→ **Document section**
The next couple of hours passed in a happy, whiskey-fumed blur accompanied by music from the locals that had guitars and fiddles, and it was nearing three in the morning when the landlord finally said it was time for everyone to go home.
Another chap asked me where we were staying and when I told him that we'd pitched our tent in the nearby camp-site he said 'Och noo, did ye nay hear there's a force nine gale forecast for later this morning?'
By that time I was past caring about what the weather had in store, partially because of the whiskey, and partly because I'd been rained on so much over the last three days, a bit more wasn't going to worry me.
We bade our farewells and tumbled out of the pub with the locals, and wombled back along to the tent.
The weather was still fine at that time, and I reckoned that we'd be gone before the gale came; after all, the chap had said 'Later on in the morning' hadn't he?
I flopped into the tent, hunkered down in my spleeping bag and still full of good food and drink, nodded off as soon as my head hit the pillow.
It could only have been an hour at the most before the gale arrived.
The first sign that something was rather amiss was that I was being rained on.
Being rained on while in a tent is never a good thing and when I opened my eyes I fuzzily tried to work out why the half of the tent top sheet that should have been covering me, wasn't there. The thin inner layer was still there but it wasn't doing a very good job of keeping me dry and I struggled to figure out what the feck was going on.
To my amazement, the boyfriend was still fast aspleep and snoring loud enough to rival the wind which was howling around what was left of the tent.
I hit him a couple of times and at last he woke up and asked what was wrong, and why had I woken him up?
I couldn't be arsed to explain and instead got out of my wet spleeping bag, got my feet into my boots and got out of the tent to try and get it back to where it should be.
As soon as I got outside, I was soaked. I was only wearing a sweatshirt and knickers and I was met by not just the rain, but waves which were reaching over the little shingle beach being carried by the gale.
Cursing the boyfriend's decision to pitch the tent facing the sea, I grabbed hold of the top sheet and tried to get it back over my bed.
At last the boyfriend figured out what was going on and I yelled as loud as I could over the noise to get him to move the car in front of the tent so that it could act as a windbreak.
Finally he got the message and tried to start the car.
Unfortunately, the car was too wet to start and it took him about five minutes to get it going.
During those five minutes I desperately tried to hold onto the tent which by then was trying to take off.

(Image object location entries)
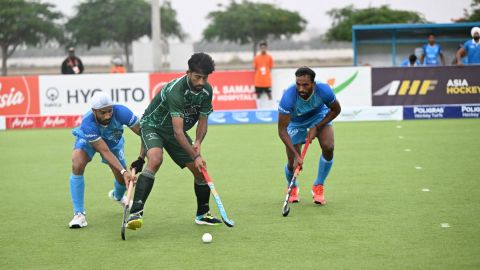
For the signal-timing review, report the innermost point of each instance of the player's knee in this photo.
(148, 173)
(328, 148)
(154, 163)
(78, 167)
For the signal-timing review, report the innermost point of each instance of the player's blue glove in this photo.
(138, 164)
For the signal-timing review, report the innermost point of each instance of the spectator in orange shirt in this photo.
(117, 66)
(263, 64)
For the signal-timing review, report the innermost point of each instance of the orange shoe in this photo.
(294, 195)
(318, 196)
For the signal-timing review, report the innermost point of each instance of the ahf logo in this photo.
(52, 94)
(401, 88)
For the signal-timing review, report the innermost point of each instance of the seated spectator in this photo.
(412, 61)
(72, 64)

→ **What to work on**
Copy, word for word, the part of the camping story that begins with "The weather was" and ends with "being rained on.".

→ **Task response**
The weather was still fine at that time, and I reckoned that we'd be gone before the gale came; after all, the chap had said 'Later on in the morning' hadn't he?
I flopped into the tent, hunkered down in my spleeping bag and still full of good food and drink, nodded off as soon as my head hit the pillow.
It could only have been an hour at the most before the gale arrived.
The first sign that something was rather amiss was that I was being rained on.